*** Material provided

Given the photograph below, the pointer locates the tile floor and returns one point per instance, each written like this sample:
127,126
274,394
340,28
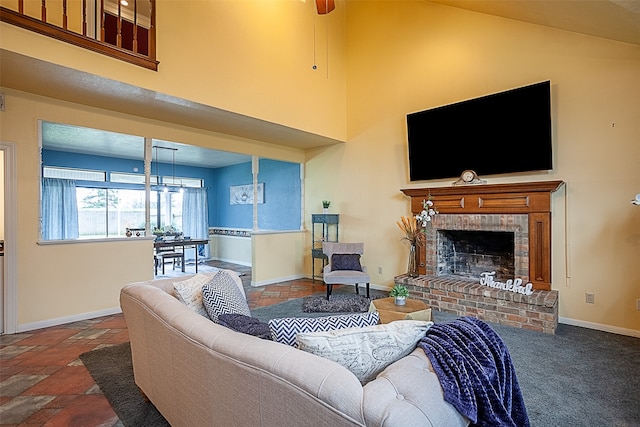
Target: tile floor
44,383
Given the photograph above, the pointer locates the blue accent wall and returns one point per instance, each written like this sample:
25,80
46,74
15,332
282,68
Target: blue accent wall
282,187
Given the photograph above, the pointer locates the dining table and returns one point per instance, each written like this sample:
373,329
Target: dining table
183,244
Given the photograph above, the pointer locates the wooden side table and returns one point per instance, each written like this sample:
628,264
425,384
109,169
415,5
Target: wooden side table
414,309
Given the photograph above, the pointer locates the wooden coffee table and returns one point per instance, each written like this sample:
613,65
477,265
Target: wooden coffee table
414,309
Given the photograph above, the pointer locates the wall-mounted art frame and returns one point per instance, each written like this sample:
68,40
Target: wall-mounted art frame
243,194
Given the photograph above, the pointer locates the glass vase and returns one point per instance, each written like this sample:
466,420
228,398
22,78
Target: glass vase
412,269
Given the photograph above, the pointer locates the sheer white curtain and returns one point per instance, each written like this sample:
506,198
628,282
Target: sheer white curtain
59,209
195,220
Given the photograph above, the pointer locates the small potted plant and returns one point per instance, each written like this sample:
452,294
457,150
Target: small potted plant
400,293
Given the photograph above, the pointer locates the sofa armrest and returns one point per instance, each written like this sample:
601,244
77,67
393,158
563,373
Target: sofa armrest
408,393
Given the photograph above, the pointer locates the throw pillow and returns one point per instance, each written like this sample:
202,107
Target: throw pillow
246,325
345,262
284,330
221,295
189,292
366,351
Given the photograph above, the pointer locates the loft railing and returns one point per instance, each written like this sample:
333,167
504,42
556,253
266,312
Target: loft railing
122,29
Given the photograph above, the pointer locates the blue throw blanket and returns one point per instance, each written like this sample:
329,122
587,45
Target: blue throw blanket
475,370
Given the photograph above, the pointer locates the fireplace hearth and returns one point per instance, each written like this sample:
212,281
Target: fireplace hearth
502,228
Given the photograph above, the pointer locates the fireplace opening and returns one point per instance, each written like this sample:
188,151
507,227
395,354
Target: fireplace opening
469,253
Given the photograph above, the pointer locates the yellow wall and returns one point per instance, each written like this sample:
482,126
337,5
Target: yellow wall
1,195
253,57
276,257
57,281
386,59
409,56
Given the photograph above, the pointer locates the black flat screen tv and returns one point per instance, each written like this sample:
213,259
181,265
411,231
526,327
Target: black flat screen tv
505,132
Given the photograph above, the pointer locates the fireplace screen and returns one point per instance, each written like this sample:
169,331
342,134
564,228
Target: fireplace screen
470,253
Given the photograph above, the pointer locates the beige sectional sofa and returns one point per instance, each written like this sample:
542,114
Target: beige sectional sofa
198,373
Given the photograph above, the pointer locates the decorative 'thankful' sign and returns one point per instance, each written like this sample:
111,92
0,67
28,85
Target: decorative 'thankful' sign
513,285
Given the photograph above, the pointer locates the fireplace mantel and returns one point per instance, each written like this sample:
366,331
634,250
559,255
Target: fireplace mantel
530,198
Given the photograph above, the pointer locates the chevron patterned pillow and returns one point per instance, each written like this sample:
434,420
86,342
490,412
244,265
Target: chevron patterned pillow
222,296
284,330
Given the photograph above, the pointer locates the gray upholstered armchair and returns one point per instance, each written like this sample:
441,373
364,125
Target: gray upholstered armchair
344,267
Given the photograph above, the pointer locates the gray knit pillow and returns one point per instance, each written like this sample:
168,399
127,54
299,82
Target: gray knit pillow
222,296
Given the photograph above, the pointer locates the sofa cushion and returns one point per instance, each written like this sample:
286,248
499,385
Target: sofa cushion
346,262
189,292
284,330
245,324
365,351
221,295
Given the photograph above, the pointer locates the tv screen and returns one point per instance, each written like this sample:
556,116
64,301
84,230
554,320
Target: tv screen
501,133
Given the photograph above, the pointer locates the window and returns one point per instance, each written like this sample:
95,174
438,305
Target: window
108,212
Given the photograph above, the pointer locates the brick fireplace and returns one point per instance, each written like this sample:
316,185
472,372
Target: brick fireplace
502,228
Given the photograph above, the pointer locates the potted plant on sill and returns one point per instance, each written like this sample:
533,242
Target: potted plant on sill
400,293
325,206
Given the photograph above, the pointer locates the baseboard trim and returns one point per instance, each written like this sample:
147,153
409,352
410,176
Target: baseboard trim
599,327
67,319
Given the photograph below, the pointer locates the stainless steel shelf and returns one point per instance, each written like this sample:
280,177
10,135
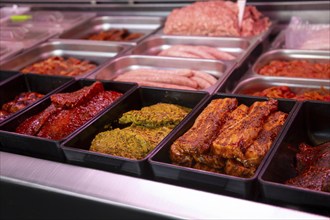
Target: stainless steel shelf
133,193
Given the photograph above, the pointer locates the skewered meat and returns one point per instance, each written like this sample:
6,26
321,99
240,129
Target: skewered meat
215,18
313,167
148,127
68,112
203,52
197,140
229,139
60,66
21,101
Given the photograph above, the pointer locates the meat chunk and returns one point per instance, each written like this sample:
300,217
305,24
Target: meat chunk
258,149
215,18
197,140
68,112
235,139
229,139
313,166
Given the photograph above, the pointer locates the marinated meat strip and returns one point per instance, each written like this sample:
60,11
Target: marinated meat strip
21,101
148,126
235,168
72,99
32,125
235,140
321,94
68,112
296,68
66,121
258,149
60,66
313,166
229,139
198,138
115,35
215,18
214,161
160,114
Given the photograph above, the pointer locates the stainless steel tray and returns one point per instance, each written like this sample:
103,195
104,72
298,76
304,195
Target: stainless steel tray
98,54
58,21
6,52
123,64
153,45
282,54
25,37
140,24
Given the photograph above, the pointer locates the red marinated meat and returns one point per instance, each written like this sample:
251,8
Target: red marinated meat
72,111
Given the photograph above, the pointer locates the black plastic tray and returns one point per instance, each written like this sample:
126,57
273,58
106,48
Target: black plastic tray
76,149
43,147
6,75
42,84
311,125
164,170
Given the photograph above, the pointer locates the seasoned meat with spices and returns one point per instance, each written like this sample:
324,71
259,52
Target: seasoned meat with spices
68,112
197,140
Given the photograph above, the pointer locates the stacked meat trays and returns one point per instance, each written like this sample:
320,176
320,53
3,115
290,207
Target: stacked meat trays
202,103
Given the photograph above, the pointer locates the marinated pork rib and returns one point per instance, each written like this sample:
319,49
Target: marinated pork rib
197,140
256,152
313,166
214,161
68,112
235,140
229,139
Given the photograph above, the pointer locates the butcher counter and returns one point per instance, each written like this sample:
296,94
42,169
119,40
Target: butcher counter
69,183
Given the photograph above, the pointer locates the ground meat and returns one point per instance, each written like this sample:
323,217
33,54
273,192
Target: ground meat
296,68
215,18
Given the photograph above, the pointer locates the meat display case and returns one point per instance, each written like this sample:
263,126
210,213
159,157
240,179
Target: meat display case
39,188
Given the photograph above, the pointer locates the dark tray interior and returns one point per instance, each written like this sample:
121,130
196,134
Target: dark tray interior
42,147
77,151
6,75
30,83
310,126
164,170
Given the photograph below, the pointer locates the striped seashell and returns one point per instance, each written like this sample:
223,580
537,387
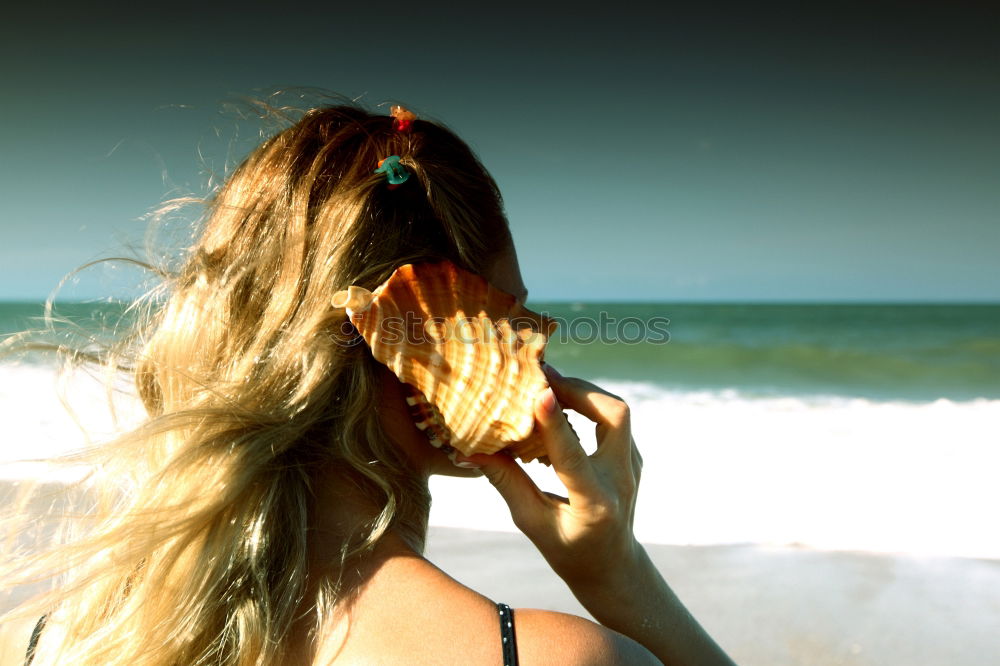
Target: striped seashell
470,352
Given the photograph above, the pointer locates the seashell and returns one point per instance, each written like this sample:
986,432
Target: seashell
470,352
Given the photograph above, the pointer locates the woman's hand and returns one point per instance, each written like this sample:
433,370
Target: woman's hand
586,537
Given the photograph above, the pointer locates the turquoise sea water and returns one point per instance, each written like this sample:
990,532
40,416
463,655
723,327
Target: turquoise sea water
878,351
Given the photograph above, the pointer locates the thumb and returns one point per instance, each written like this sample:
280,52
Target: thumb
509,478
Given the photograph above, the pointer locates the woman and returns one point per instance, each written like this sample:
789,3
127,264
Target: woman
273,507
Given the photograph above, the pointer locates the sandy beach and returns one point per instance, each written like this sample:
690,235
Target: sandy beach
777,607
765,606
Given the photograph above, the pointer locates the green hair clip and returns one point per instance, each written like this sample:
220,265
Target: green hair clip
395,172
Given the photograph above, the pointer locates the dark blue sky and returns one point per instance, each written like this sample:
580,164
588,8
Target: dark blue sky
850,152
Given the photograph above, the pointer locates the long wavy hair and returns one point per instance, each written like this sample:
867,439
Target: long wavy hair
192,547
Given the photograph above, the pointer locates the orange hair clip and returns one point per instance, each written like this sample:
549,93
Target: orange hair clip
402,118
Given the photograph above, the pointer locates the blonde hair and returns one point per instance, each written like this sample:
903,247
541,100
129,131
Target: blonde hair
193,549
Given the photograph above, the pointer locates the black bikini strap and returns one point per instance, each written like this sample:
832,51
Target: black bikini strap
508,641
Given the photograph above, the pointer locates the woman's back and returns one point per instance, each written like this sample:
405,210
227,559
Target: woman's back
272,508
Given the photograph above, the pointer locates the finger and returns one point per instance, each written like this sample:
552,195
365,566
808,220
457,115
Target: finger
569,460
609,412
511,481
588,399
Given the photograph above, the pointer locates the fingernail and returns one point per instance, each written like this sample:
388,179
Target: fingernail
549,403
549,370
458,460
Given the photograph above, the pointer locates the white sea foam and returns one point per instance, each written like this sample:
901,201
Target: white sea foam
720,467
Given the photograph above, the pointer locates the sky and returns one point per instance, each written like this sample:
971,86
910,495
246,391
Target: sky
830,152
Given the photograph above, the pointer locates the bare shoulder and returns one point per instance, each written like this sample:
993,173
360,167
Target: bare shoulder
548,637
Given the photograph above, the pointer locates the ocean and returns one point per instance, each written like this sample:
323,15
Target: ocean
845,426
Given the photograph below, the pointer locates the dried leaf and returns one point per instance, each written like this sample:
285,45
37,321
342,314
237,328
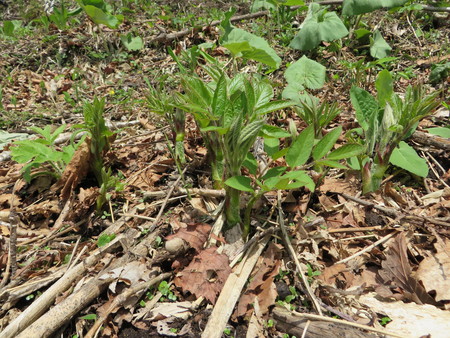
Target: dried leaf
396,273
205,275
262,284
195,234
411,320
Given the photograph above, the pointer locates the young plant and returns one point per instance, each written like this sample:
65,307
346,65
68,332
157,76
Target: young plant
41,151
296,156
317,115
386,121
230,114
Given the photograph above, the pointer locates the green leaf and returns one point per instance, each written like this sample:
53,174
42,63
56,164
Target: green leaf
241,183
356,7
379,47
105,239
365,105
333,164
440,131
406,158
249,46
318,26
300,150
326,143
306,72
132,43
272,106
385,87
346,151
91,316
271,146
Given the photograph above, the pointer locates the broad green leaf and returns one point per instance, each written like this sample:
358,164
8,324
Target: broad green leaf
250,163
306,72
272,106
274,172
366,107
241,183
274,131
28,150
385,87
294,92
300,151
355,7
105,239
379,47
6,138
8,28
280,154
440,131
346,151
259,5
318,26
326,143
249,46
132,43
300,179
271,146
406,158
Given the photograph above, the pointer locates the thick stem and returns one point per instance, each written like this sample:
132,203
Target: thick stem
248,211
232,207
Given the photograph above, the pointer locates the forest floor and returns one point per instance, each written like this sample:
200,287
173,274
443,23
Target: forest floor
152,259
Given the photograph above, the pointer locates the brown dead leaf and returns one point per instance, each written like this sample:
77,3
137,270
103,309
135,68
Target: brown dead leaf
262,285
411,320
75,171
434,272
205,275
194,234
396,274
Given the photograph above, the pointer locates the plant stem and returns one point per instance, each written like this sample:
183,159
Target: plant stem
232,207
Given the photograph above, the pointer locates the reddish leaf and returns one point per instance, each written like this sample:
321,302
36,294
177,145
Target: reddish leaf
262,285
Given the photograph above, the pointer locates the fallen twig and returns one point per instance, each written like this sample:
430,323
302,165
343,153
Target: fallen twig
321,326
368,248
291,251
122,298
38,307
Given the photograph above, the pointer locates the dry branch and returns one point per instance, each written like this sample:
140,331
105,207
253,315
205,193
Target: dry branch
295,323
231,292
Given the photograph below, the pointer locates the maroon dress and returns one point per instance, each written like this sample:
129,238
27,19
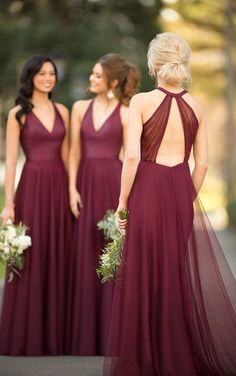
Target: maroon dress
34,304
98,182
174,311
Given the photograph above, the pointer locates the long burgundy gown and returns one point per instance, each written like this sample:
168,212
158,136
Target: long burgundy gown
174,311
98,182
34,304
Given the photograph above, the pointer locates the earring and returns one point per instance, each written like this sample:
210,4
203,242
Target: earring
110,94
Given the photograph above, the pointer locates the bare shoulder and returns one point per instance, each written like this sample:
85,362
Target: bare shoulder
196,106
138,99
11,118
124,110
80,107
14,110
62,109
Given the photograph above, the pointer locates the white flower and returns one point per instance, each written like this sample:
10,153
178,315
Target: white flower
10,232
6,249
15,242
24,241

******

Reproduce precisely the span of lines that begins at the line containing "the long burgundy" and ends with the last line of the listing.

■ **Reply**:
Given the photograph above, the pointer locates the long burgundy gown and returns one point per instance, each written like this sample:
168,212
158,136
Target: long burgundy gown
174,311
98,182
34,304
Given the photograph above, the pointer locates the earring and returns one point per instance, each written like this sample:
210,4
203,242
Target: earring
110,94
Given the photograph above, the pointer locates the bare shoulder and returns one point per instance, each written like this sample:
85,362
Target: bare shoulder
196,106
138,99
11,118
124,110
80,107
14,110
62,109
Given the photograph above, the pointer locates the white flower and returns one point per instance, each written like this sample:
10,153
178,315
Target: white flower
10,232
6,249
15,242
24,241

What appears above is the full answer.